However, the environment in which the mudstones were deposited – a 3.5-billion-year-old lake bed – would have been altered in other ways as the sediments settled and compressed to become rock. Over the intervening years, fluid flowing thought it would have initiated chemical reactions that could have destroyed the organic matter – the material discovered may in fact be fragments from bigger molecules. In rocks on Earth, such reactions – which causes living matter mainly from plants and microbes to degrade – produce an insoluble material known as kerogen.
Excitingly, the material discovered on Mars is similar to terrestrial kerogen. But that doesn’t necessarily mean it is biological in origin – it is also similar to an insoluble material in tiny meteorites that rain down on the surface of Mars.
At this point, we simply don’t know whether the origin is biological or geological. But it is the preservation of the material that is important – if there is this much organic matter preserved close to the surface, then there should be even better protected material at greater depths. What is needed to find more clues is a mission to Mars with a deep drill. Luckily there is one: ESA’s ExoMars rover, scheduled for launch in two years’ time.
Mysterious methane
The second paper investigates a problem that has been disturbing Mars scientists for several years: the abundance of methane in Mars’ atmosphere. Earth-based telescopes, spacecraft orbiting Mars and now Curiosity, have measured episodic sudden increases in the background methane content.
While this might be taken as a signature of biological activity – the main producers of methane on Earth are termites and bovine gut bacteria – non-biological mechanisms, such as weathering of Martian rocks or release from ancient ice, are possible too.
The new results represent the longest systematic record of atmospheric methane, with measurements taken regularly over five years. What the authors have found is a systematic variation in methane concentration with season, with the highest concentrations occurring at the Gale Crater towards the end of the northern summer. This is the period when the southern icecap – which freezes carbon dioxide out of the atmosphere, but not methane – is at its biggest, so enhanced methane is not unexpected. However, the abundances of methane measured are greater than models predict should occur, meaning we still don’t know exactly how they are produced.

## Information provided
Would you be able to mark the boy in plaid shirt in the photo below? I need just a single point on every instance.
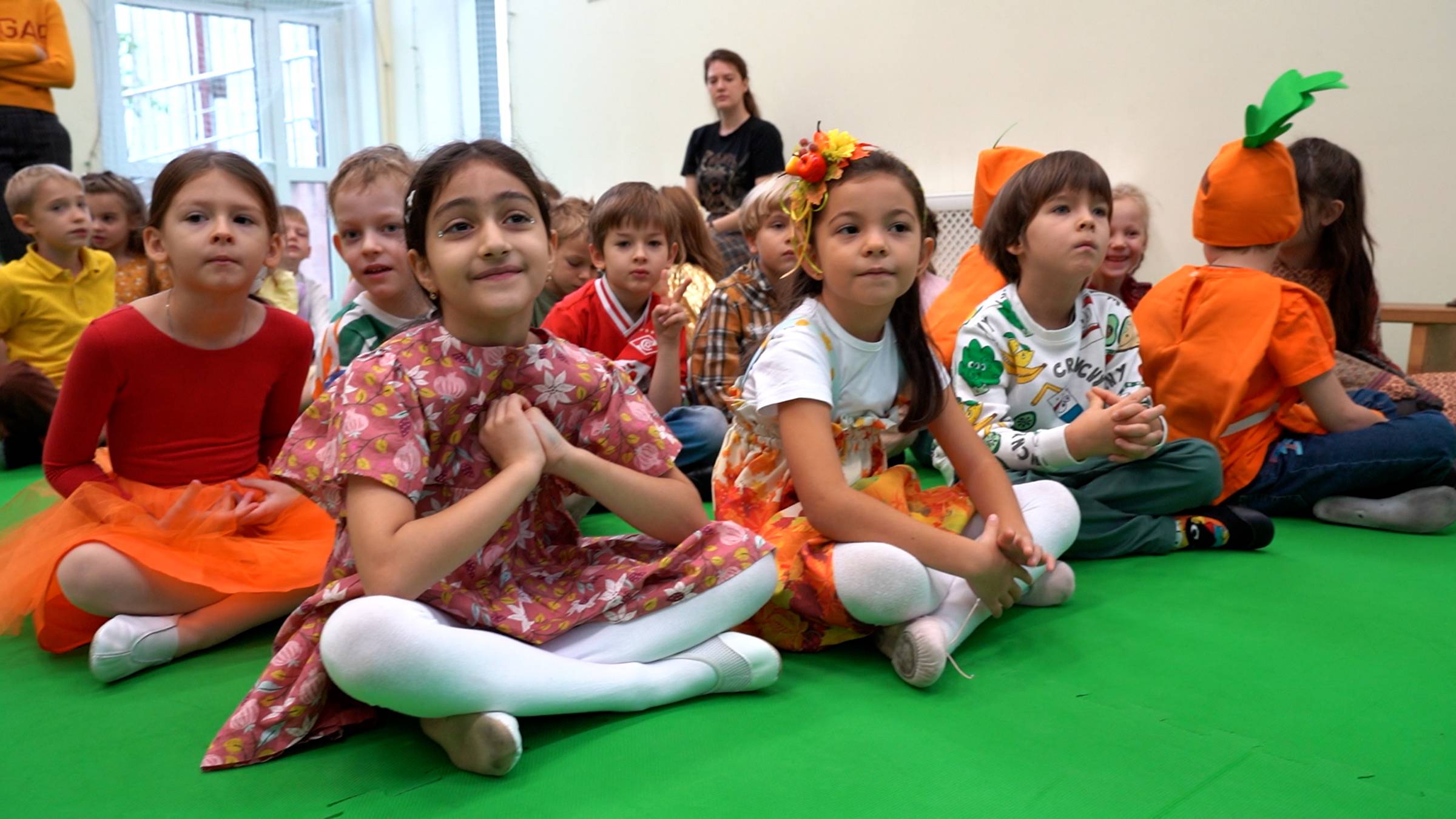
(744, 306)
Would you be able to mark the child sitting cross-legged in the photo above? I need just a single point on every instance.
(1047, 371)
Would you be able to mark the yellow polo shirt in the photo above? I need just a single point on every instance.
(44, 308)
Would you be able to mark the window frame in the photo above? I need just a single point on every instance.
(348, 86)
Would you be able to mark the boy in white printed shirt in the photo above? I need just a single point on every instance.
(1050, 375)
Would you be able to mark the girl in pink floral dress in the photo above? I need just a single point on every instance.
(459, 589)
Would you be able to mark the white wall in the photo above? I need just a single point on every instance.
(610, 89)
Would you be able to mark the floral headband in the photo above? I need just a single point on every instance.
(817, 164)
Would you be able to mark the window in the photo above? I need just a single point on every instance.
(268, 79)
(203, 93)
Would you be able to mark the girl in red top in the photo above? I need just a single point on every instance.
(181, 541)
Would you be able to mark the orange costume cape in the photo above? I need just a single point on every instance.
(1206, 335)
(976, 277)
(1227, 349)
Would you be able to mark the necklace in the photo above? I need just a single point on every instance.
(242, 330)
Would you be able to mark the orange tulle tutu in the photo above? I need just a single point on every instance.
(275, 557)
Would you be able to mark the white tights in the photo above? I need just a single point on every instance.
(885, 585)
(419, 661)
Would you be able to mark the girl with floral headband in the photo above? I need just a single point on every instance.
(861, 547)
(460, 589)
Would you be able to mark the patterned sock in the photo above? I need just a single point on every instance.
(1200, 532)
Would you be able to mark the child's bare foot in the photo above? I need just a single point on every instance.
(1423, 512)
(487, 742)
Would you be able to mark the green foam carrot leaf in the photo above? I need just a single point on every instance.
(1290, 93)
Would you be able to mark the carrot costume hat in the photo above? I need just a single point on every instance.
(1250, 196)
(1206, 332)
(976, 279)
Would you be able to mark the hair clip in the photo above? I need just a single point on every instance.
(817, 164)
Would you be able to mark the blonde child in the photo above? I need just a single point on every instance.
(460, 592)
(1247, 360)
(1047, 371)
(699, 264)
(183, 541)
(1126, 245)
(47, 298)
(743, 308)
(118, 215)
(861, 547)
(573, 266)
(622, 317)
(368, 198)
(288, 289)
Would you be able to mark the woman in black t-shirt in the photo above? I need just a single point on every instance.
(726, 160)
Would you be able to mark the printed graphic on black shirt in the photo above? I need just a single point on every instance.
(715, 181)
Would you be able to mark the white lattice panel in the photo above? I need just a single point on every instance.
(957, 231)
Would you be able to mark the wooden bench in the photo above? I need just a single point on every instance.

## Instructions to follow
Rewrite the Mars passage from "While this might" up to and including "are possible too.", putting "ants" in place of "termites". The records have no connection to the passage about organic matter and methane on Mars.

## Exercise output
While this might be taken as a signature of biological activity – the main producers of methane on Earth are ants and bovine gut bacteria – non-biological mechanisms, such as weathering of Martian rocks or release from ancient ice, are possible too.